Desafios na prática do Pronto-Socorro
No pronto-socorro, as decisões sobre a terminalidade muitas vezes precisam ser tomadas rapidamente, sem tempo para um planejamento ou reflexão profunda. O conceito de "morte encefálica" e a irreversibilidade do quadro clínico são fundamentais para orientar essas decisões. Quando não há mais possibilidade de recuperação, a prioridade da equipe de saúde deve ser proporcionar conforto e dignidade ao paciente, através de cuidados paliativos, evitando o sofrimento adicional causado pela continuação de tratamentos que não são mais eficazes (9).
A equipe médica deve estar preparada para lidar com a pressão emocional de decisões difíceis, ao mesmo tempo em que mantém a clareza na comunicação com a família. A transparência é essencial para que os familiares compreendam que a equipe fez tudo o que estava ao seu alcance para salvar a vida do paciente, e que a decisão de interromper as intervenções foi baseada em uma avaliação cuidadosa do prognóstico.
O Papel da Espiritualidade e da Ética do Cuidado
A espiritualidade desempenha um papel significativo em muitas culturas, influenciando as decisões sobre o fim da vida. Em contextos religiosos, especialmente em tradições judaico-cristãs, pode haver uma forte ênfase na preservação da vida, o que dificulta a aceitação da morte como parte do ciclo natural. Nesse sentido, a ética do cuidado deve ser sensível à diversidade religiosa e cultural das famílias, respeitando suas crenças e valores. O Papa João Paulo II, em 2003, destacou a diferença entre a eutanásia e a decisão de não prolongar a vida de forma artificial quando não há mais esperança de recuperação. A decisão de interromper intervenções médicas deve ser entendida como uma escolha ética de aliviar o sofrimento e respeitar a dignidade do paciente e sua família (10).
A ética do cuidado envolve não apenas o cuidado físico, mas também o emocional e espiritual. A equipe de saúde deve garantir que as necessidades espirituais e culturais do paciente e de sua família sejam atendidas, oferecendo suporte psicológico e espiritual quando necessário.
Considerações finais
A terminalidade no pronto-socorro de crianças e adolescentes exige uma abordagem que vá além das decisões clínicas, envolvendo também aspectos éticos, legais, emocionais e culturais. As questões da autonomia, do consentimento informado e da comunicação com a família são cruciais para garantir que as decisões tomadas estejam alinhadas com os melhores interesses do paciente. Além disso, a equipe de saúde deve estar preparada para lidar com a complexidade do excesso de medidas terapêuticas, ou seja, evitar a obstinação terapêutica, oferecendo cuidados paliativos que priorizem o conforto e a dignidade do paciente.

DADOS REGISTRADOS:
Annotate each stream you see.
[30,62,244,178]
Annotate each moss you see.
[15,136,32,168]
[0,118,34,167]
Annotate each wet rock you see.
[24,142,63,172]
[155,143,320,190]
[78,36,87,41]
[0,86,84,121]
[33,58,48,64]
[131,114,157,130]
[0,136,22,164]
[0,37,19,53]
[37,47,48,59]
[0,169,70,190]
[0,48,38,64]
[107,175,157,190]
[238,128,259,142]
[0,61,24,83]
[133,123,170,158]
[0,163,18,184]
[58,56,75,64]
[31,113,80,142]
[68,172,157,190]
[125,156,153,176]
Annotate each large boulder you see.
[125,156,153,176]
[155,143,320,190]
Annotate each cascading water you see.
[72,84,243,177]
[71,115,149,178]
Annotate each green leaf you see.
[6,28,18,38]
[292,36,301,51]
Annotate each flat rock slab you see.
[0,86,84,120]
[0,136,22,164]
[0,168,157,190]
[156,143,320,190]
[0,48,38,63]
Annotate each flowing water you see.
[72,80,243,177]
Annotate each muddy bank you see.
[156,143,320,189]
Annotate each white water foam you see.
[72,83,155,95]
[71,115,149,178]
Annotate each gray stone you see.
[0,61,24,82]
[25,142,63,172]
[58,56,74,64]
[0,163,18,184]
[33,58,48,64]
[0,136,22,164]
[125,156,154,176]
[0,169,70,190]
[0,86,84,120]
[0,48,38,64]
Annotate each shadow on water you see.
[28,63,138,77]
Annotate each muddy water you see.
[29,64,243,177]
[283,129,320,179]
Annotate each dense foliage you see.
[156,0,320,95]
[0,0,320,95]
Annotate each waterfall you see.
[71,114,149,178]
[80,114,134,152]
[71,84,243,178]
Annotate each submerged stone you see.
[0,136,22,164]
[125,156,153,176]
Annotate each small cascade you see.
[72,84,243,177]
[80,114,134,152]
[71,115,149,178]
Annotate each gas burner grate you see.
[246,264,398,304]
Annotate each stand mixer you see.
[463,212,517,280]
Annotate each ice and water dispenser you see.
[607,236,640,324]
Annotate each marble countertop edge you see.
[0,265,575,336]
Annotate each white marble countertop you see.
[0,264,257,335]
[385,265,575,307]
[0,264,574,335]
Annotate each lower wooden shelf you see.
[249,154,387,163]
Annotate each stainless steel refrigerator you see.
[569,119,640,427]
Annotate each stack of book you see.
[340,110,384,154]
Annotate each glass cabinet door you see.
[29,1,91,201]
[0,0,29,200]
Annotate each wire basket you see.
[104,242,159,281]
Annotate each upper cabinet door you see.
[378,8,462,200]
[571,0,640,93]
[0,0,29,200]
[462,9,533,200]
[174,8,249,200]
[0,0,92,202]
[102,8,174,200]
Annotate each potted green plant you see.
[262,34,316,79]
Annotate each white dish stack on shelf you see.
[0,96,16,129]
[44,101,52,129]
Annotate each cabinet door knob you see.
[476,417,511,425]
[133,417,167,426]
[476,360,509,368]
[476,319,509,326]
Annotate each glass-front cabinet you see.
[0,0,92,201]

TAREFA SOLICITADA: Pode repetir, sem mudar nada, todo o trecho sobre terminalidade no pronto-socorro desde "Considerações finais" até "dignidade do paciente."? Não é preciso consultar as entradas.

RESOLUÇÃO DO EXERCÍCIO:
Considerações finais
A terminalidade no pronto-socorro de crianças e adolescentes exige uma abordagem que vá além das decisões clínicas, envolvendo também aspectos éticos, legais, emocionais e culturais. As questões da autonomia, do consentimento informado e da comunicação com a família são cruciais para garantir que as decisões tomadas estejam alinhadas com os melhores interesses do paciente. Além disso, a equipe de saúde deve estar preparada para lidar com a complexidade do excesso de medidas terapêuticas, ou seja, evitar a obstinação terapêutica, oferecendo cuidados paliativos que priorizem o conforto e a dignidade do paciente.